RECORDS FOR THIS TASK >>
************

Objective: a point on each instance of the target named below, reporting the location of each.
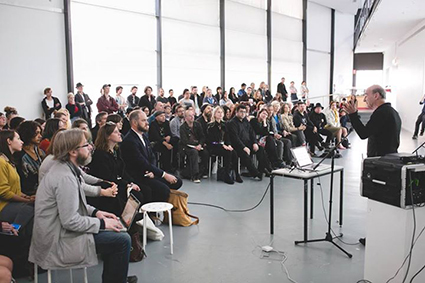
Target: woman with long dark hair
(107, 164)
(29, 159)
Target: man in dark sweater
(383, 128)
(192, 140)
(281, 88)
(161, 140)
(311, 133)
(319, 120)
(243, 140)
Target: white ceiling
(391, 21)
(344, 6)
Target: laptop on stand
(303, 160)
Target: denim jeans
(115, 250)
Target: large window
(246, 43)
(114, 42)
(191, 44)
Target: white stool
(157, 207)
(49, 275)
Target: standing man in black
(383, 128)
(85, 102)
(281, 88)
(419, 120)
(133, 99)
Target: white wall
(318, 52)
(406, 74)
(343, 55)
(32, 54)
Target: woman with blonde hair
(218, 143)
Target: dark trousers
(419, 120)
(157, 189)
(230, 158)
(115, 250)
(196, 168)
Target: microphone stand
(328, 235)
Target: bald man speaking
(384, 126)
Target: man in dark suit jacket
(281, 88)
(140, 161)
(148, 99)
(85, 102)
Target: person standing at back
(383, 128)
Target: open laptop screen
(302, 156)
(130, 210)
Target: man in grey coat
(67, 231)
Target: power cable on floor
(233, 210)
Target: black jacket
(144, 101)
(302, 119)
(241, 133)
(87, 108)
(319, 120)
(281, 88)
(132, 102)
(110, 166)
(49, 111)
(217, 133)
(259, 128)
(191, 136)
(158, 132)
(139, 158)
(383, 130)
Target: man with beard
(141, 162)
(61, 209)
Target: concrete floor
(224, 246)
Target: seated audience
(218, 143)
(73, 108)
(243, 140)
(263, 130)
(52, 125)
(106, 103)
(15, 122)
(50, 104)
(287, 124)
(186, 101)
(133, 99)
(107, 164)
(15, 206)
(10, 113)
(148, 99)
(140, 161)
(192, 139)
(100, 120)
(162, 141)
(28, 160)
(61, 209)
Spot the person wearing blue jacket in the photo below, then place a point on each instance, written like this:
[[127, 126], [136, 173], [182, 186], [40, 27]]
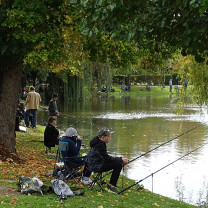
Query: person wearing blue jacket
[[74, 144]]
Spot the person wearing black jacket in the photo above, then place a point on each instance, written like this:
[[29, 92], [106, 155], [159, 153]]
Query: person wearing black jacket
[[51, 134], [99, 160], [53, 110]]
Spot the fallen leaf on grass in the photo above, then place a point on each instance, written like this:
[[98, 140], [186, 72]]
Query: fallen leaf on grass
[[12, 202]]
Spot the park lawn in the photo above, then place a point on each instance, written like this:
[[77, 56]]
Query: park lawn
[[31, 149]]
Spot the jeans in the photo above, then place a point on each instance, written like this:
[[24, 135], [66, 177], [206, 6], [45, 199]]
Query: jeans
[[116, 166], [32, 112]]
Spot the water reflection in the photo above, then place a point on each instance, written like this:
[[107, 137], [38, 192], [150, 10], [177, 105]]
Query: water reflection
[[140, 125]]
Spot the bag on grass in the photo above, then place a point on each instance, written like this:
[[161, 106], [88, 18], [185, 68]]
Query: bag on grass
[[30, 185], [61, 189]]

************

PROBLEM TO SOLVE >> Return the listing unchanged except for the pictures, which should be dropped.

PROBLEM SOLUTION >>
Objective: a point on each instance of the target named below, reporting the location of each.
Target: woman with long dark hair
(107, 164)
(29, 159)
Target: man in dark sweater
(383, 128)
(192, 140)
(281, 88)
(161, 140)
(311, 133)
(319, 120)
(243, 140)
Target: white ceiling
(391, 21)
(344, 6)
Target: laptop on stand
(303, 160)
Target: denim jeans
(115, 250)
Target: large window
(246, 43)
(114, 42)
(191, 44)
Target: white stool
(157, 207)
(49, 275)
Target: standing man in black
(383, 128)
(85, 102)
(281, 88)
(419, 120)
(133, 99)
Target: white wall
(318, 52)
(406, 74)
(343, 55)
(32, 54)
Target: woman with blonde hair
(218, 143)
Target: dark trousers
(419, 120)
(157, 189)
(230, 158)
(115, 250)
(196, 168)
Target: microphone stand
(328, 235)
Target: bald man speaking
(384, 126)
Target: man in dark suit jacket
(281, 88)
(140, 161)
(148, 99)
(85, 102)
Target: person standing at back
(383, 128)
Target: open laptop screen
(302, 156)
(130, 210)
Target: man in grey coat
(67, 231)
Target: power cable on floor
(233, 210)
Target: black jacket
(144, 101)
(302, 119)
(241, 133)
(87, 108)
(319, 120)
(281, 88)
(132, 102)
(110, 166)
(49, 111)
(217, 133)
(259, 128)
(191, 136)
(158, 132)
(139, 158)
(383, 130)
Target: man with beard
(141, 162)
(61, 209)
Target: concrete floor
(224, 246)
Target: seated audience
(218, 143)
(73, 108)
(243, 140)
(263, 130)
(52, 125)
(106, 103)
(15, 122)
(50, 104)
(287, 124)
(186, 101)
(133, 99)
(107, 164)
(15, 206)
(10, 113)
(148, 99)
(140, 161)
(192, 139)
(100, 120)
(162, 141)
(28, 160)
(61, 209)
Spot the person wearing blue jacket in the photo below, then place a point on each instance, written like this:
[[127, 126], [136, 173], [182, 186], [40, 27]]
Query: person wearing blue jacket
[[74, 144]]
Spot the person wearing black jacket in the photo above, then place a point on each instance, written like this:
[[29, 92], [106, 155], [159, 153]]
Query: person wearing black jacket
[[51, 134], [99, 160], [53, 110]]
Spot the fallen leaf on grass in the photo above, then place a point on each instance, written like this:
[[98, 140], [186, 72]]
Query: fallen leaf on grass
[[12, 202]]
Spot the park lawn in the photo above, then place a point on each instance, written like this:
[[77, 56]]
Query: park lawn
[[31, 149]]
Spot the jeans in the photo above, then place a point on each instance, written like this:
[[24, 135], [66, 177], [206, 6], [45, 199]]
Query: jeans
[[116, 166], [32, 112]]
Spot the water reflection in the photo above, then place a point on each instance, written like this:
[[107, 137], [38, 192], [150, 10], [177, 105]]
Query: water reflection
[[140, 125]]
Spot the bag on grass in the photo above, then place a point on each instance, written like this:
[[161, 106], [88, 18], [185, 68]]
Query: bag on grass
[[30, 185], [61, 189]]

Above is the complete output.